(EXERCISE) Reproduce word for word the part of the forum thread below starting with "Biggest (((HUGS))) my" and going on through "Just checking in.".

(SOURCE PASSAGE)
########

Jax you could never bore me &#10084;ive pm you x


----------



## Butterfly67

Well done on the weight loss T, you are doing so well xx :hugs:

Northstar lovely to see you again but so sorry for your losses :cry: :hugs:


----------



## Bravemom

Another pound off . I've still 7 to go but that's ok :) my dads ashes have just arrived in London and are going thru customs . I feel relieved sad and sick at the same time :( he's almost home :cry:so many emotions for my poor dad &#10084;


----------



## No Doubt

I'm where there are a lot of emotions running around right now, but I'm glad your dad is almost home. I'm hoping this will provide some type of closure for you and help you to begin to heal emotionally.

Yay for the 4lbs off...or 5 now I think. Pretty sure I found those 4 lbs, lol. I'm sure all of your tests will go fine though. Are they telling you that you shouldn't gain weight or were you just trying not to?


----------



## Bravemom

Five pounds off ebony :) no no one has said yet about my weight but the doc at hospital wen I had my echo done said they will weigh you and they are very strict re weight with heart problems . I'm not really heavily overweight as I'm 5 foot 8 and 184 pounds but would really like to be at 178 if I could . I know im gonna gain on holiday as well .hopefully my apt doesn't come till late September and I've time wen I come home to lose whatever I gain :hugs:


----------



## Sparkly

I haven't been on here in ages, omg hun, I'm so sorry for the loss of your Dad :cry: how truly awful

:hugs:

Xxx


----------



## Bravemom

Thanks sparks &#10084;


----------



## Butterfly67

Damn I unsubscribed with my fat fingers :growlmad: :hugs:


----------



## shellie31

Popping in with love & hugs hun <3 :hugs::hugs:


----------



## peanutpup

Biggest (((HUGS))) my dearest Bmom......so sorry about your dad:cry: it breaks my heart to hear such sadness:cry: you and family are in my thoughts :hugs::hugs::hugs:


----------



## No Doubt

Hey hun, how are you? Just checking in.

########

(EXTRACTED ENTRIES)
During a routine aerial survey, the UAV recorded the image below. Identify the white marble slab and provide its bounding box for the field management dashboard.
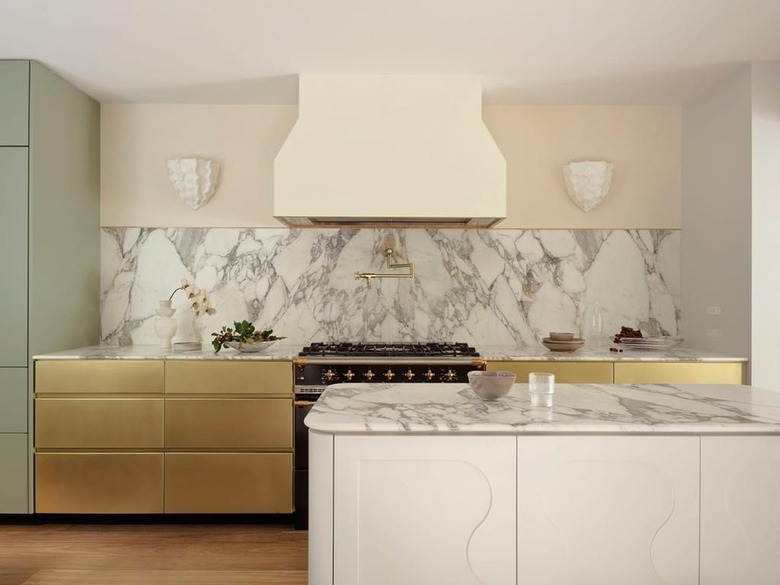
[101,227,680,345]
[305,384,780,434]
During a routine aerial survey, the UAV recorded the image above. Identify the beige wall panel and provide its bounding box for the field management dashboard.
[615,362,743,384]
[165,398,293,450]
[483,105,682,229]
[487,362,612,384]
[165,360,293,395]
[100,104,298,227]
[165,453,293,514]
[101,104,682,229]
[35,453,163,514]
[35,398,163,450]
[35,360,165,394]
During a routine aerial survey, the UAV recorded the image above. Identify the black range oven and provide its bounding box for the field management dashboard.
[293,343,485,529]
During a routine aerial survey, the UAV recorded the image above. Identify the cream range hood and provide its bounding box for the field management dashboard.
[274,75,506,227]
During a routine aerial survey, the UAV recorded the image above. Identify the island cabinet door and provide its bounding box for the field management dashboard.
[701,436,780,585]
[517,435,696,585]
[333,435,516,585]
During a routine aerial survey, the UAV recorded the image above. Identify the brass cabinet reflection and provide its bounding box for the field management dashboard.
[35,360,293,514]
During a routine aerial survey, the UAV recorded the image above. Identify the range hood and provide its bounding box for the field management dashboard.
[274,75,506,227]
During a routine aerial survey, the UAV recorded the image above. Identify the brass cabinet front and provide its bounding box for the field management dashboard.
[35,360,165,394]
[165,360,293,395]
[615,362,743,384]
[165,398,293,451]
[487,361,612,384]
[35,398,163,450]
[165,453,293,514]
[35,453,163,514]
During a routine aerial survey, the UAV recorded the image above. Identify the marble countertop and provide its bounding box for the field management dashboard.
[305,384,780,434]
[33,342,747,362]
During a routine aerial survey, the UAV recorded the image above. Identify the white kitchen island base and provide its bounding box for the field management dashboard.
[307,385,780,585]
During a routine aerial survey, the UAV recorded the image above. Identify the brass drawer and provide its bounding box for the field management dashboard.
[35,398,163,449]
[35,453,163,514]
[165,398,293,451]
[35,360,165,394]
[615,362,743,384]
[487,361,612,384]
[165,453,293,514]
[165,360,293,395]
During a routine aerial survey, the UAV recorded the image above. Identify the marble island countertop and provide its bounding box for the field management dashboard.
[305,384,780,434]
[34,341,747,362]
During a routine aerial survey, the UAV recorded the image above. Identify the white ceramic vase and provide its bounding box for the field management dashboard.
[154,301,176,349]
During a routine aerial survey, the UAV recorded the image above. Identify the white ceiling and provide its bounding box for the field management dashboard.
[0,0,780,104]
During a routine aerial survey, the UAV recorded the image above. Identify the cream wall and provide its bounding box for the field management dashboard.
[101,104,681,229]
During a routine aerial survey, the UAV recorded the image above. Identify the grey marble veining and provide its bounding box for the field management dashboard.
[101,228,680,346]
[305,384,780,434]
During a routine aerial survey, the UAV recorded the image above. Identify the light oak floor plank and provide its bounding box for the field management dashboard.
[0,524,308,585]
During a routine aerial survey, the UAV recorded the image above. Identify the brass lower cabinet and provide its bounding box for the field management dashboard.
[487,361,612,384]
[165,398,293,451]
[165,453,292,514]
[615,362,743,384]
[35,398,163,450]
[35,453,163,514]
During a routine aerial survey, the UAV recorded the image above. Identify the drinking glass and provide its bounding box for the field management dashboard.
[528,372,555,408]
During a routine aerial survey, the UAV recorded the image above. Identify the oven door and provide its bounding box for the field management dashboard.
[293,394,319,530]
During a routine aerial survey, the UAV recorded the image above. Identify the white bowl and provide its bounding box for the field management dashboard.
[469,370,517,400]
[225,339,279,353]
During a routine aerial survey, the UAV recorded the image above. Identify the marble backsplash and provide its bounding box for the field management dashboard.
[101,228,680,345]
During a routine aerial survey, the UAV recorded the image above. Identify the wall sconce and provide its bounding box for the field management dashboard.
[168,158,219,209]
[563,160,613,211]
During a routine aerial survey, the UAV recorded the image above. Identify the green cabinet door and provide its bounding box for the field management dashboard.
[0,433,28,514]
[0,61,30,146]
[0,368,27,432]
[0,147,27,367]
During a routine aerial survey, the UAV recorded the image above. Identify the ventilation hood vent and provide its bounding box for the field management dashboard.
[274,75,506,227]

########

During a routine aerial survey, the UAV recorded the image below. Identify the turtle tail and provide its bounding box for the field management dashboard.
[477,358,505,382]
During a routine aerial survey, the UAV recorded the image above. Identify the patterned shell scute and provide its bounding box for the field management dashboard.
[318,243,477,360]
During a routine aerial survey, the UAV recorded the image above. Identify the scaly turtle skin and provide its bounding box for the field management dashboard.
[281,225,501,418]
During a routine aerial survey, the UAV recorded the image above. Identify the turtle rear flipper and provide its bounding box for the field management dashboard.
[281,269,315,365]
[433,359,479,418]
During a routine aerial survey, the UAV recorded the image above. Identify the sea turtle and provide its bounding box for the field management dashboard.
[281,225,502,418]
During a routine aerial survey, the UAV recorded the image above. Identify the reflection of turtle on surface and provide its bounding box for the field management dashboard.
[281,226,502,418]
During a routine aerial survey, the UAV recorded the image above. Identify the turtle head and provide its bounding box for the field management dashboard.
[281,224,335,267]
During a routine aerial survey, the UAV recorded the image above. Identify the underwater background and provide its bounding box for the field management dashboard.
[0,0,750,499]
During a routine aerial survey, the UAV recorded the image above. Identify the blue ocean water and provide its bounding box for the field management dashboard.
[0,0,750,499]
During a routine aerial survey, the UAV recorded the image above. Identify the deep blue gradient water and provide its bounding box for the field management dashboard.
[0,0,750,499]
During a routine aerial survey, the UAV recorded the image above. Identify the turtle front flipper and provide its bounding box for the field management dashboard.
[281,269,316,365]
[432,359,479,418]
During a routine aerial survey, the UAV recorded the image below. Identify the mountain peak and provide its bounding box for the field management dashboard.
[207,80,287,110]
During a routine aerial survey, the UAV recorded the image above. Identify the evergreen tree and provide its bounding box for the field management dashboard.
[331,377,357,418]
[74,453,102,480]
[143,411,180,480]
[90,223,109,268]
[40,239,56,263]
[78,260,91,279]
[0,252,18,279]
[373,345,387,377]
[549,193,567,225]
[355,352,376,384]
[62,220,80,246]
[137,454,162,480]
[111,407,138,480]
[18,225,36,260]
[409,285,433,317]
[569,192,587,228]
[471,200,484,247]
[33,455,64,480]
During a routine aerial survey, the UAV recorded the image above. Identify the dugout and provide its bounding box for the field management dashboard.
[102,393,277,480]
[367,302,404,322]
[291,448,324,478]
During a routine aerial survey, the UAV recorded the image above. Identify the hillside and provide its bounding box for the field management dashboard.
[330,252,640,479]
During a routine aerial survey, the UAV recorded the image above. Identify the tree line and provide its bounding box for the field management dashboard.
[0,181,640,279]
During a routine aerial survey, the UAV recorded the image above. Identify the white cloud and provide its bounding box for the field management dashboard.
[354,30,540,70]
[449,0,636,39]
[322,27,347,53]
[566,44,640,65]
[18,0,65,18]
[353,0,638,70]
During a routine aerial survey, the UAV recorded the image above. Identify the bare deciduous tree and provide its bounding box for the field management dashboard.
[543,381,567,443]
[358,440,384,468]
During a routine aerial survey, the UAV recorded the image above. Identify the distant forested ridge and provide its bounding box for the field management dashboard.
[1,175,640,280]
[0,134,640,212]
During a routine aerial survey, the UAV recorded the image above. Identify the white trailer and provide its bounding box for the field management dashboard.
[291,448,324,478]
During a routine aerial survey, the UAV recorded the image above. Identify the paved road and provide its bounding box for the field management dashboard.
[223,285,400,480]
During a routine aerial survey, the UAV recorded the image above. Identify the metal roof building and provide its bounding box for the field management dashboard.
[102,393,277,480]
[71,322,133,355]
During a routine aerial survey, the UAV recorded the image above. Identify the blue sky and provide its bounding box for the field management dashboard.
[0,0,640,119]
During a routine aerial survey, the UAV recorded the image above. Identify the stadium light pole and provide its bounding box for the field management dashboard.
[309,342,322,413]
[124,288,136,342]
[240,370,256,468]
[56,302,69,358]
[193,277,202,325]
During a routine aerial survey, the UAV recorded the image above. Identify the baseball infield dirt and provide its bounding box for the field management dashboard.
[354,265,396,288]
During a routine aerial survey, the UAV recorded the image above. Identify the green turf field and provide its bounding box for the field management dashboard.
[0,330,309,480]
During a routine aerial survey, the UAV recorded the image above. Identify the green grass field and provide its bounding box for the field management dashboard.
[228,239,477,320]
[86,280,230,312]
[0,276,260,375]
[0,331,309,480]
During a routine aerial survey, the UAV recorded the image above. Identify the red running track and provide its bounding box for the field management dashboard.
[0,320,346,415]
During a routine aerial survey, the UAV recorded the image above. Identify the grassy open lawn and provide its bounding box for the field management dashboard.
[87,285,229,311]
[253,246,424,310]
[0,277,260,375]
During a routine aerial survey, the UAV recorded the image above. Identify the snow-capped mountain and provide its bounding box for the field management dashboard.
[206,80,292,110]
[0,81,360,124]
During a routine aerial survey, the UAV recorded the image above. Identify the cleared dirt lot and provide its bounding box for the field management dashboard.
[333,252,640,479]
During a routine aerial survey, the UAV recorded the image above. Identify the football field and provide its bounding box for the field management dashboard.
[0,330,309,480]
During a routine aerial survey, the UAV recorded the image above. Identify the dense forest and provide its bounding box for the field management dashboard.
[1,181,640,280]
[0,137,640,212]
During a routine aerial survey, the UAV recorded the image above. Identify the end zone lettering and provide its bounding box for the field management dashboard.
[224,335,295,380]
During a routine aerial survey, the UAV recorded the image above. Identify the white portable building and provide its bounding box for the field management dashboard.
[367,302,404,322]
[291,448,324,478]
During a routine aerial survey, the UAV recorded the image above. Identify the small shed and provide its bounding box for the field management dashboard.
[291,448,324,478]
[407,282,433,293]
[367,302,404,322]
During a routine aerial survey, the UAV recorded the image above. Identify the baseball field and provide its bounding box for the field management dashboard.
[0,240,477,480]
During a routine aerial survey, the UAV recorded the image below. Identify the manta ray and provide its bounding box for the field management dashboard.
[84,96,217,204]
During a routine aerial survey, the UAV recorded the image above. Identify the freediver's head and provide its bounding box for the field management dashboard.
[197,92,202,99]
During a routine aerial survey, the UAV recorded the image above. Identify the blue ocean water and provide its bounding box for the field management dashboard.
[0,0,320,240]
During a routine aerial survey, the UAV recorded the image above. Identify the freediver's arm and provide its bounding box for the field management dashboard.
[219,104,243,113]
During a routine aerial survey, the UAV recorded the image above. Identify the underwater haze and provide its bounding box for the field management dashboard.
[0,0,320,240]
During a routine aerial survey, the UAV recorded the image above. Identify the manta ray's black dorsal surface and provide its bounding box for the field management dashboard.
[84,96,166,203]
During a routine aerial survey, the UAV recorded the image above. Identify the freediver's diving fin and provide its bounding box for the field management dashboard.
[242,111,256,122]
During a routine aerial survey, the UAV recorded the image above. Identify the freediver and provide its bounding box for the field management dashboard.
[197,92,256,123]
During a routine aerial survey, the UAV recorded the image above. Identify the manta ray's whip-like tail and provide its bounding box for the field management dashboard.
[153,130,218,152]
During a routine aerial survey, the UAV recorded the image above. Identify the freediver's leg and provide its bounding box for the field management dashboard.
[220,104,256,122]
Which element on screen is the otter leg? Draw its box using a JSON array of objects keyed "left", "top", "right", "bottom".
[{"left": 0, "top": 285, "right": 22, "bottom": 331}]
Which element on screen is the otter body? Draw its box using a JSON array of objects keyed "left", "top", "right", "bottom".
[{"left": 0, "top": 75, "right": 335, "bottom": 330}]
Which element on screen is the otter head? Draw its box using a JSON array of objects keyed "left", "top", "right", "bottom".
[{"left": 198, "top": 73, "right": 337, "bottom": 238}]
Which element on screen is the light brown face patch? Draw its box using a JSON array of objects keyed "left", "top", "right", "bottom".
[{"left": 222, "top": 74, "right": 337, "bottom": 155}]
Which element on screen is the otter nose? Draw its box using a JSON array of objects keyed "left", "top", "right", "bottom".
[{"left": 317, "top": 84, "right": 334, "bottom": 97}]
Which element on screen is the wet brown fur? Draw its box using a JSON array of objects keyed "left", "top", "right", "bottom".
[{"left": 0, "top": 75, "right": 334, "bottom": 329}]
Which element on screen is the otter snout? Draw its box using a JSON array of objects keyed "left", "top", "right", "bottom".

########

(TASK OUTPUT)
Biggest (((HUGS))) my dearest Bmom......so sorry about your dad:cry: it breaks my heart to hear such sadness:cry: you and family are in my thoughts :hugs::hugs::hugs:


----------



## No Doubt

Hey hun, how are you? Just checking in.